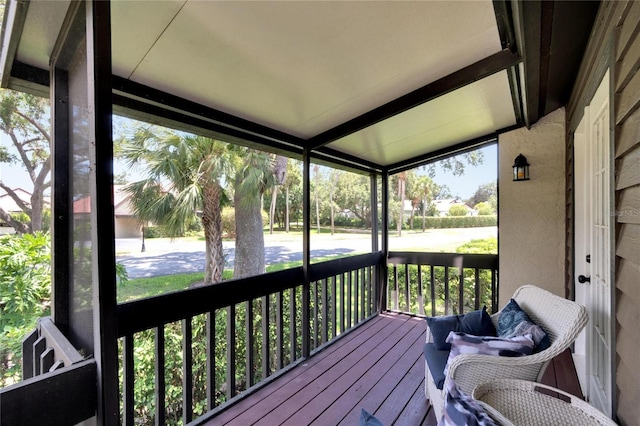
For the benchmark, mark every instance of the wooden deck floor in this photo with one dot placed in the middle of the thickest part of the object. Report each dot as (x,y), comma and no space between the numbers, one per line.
(378,367)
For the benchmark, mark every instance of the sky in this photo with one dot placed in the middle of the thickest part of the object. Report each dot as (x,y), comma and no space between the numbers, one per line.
(465,186)
(461,186)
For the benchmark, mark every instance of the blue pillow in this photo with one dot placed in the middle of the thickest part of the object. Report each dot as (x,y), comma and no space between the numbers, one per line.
(367,419)
(436,361)
(461,409)
(477,323)
(513,321)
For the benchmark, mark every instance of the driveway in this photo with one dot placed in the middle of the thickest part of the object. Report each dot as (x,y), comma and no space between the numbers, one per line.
(165,257)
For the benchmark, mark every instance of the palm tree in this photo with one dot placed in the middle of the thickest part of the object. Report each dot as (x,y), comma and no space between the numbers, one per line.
(255,172)
(424,190)
(280,172)
(183,174)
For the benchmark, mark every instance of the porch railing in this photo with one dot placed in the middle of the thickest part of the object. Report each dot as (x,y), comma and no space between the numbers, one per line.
(184,354)
(441,283)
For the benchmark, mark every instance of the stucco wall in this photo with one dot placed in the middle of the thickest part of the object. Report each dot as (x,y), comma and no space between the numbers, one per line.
(531,221)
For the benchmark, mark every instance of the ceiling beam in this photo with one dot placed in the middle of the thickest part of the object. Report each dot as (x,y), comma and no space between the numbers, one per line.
(146,94)
(474,72)
(527,22)
(15,14)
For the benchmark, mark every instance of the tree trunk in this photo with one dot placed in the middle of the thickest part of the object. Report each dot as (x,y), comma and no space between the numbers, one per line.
(212,224)
(36,210)
(316,170)
(331,203)
(401,194)
(19,227)
(272,209)
(249,254)
(286,208)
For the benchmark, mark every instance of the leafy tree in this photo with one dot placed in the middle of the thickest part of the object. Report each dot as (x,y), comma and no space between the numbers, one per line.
(25,119)
(353,194)
(484,193)
(458,210)
(484,208)
(424,189)
(293,192)
(183,175)
(457,163)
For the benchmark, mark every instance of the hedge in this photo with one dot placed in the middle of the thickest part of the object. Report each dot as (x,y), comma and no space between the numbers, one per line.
(455,222)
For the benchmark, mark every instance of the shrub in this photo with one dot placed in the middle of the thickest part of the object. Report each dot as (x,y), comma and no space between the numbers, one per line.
(458,210)
(455,222)
(25,295)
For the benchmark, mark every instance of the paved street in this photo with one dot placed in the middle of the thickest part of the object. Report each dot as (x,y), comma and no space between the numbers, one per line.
(165,257)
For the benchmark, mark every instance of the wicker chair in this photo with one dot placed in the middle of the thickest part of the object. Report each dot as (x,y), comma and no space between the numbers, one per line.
(517,402)
(562,319)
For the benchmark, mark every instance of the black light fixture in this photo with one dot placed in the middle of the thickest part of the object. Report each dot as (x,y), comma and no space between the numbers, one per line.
(520,168)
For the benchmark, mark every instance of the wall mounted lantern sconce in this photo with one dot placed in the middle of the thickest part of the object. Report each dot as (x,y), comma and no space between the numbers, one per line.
(520,168)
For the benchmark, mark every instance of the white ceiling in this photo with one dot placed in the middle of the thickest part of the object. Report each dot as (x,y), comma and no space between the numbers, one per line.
(304,67)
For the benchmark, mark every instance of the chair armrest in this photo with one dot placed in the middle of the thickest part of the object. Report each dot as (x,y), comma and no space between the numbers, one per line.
(429,336)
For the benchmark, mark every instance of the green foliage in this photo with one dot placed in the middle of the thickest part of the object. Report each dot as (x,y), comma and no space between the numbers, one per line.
(484,193)
(155,232)
(485,246)
(456,222)
(441,275)
(25,294)
(458,210)
(25,120)
(484,209)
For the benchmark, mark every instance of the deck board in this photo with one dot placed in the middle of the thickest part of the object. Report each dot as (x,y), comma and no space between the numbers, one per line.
(378,366)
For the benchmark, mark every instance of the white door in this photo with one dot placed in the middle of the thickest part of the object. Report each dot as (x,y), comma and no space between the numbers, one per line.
(593,258)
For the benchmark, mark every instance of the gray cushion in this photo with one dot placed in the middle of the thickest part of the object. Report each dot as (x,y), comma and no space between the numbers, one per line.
(462,343)
(477,323)
(436,360)
(513,321)
(461,409)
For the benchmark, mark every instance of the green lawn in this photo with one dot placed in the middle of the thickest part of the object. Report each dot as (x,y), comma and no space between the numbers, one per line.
(140,288)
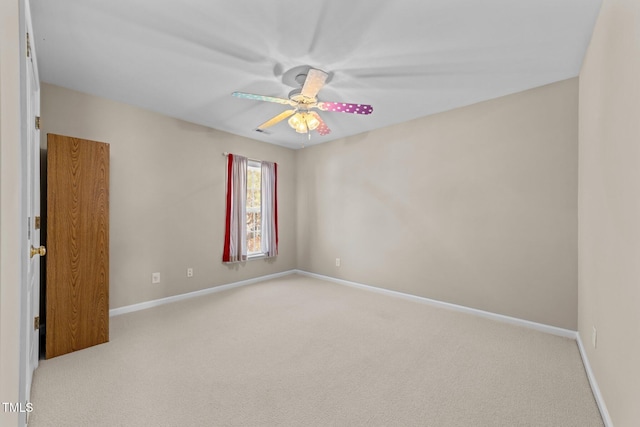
***
Challenge.
Which of the lines above contain the word "chair"? Show each of them in full, and count a match only when the case is the same.

Task solution.
For the benchmark, mark every instance of the wicker chair in this photo with one dot placed in the middle of the thickest part of the object. Report each dot as (x,y), comma and no space between the numbers, one per line.
For the benchmark, mark every instance of the chair armrest in this photo with one dot placed in the middle of the thickest part of the object. Report each dot as (x,y), comma and no space between the numbers, one per line.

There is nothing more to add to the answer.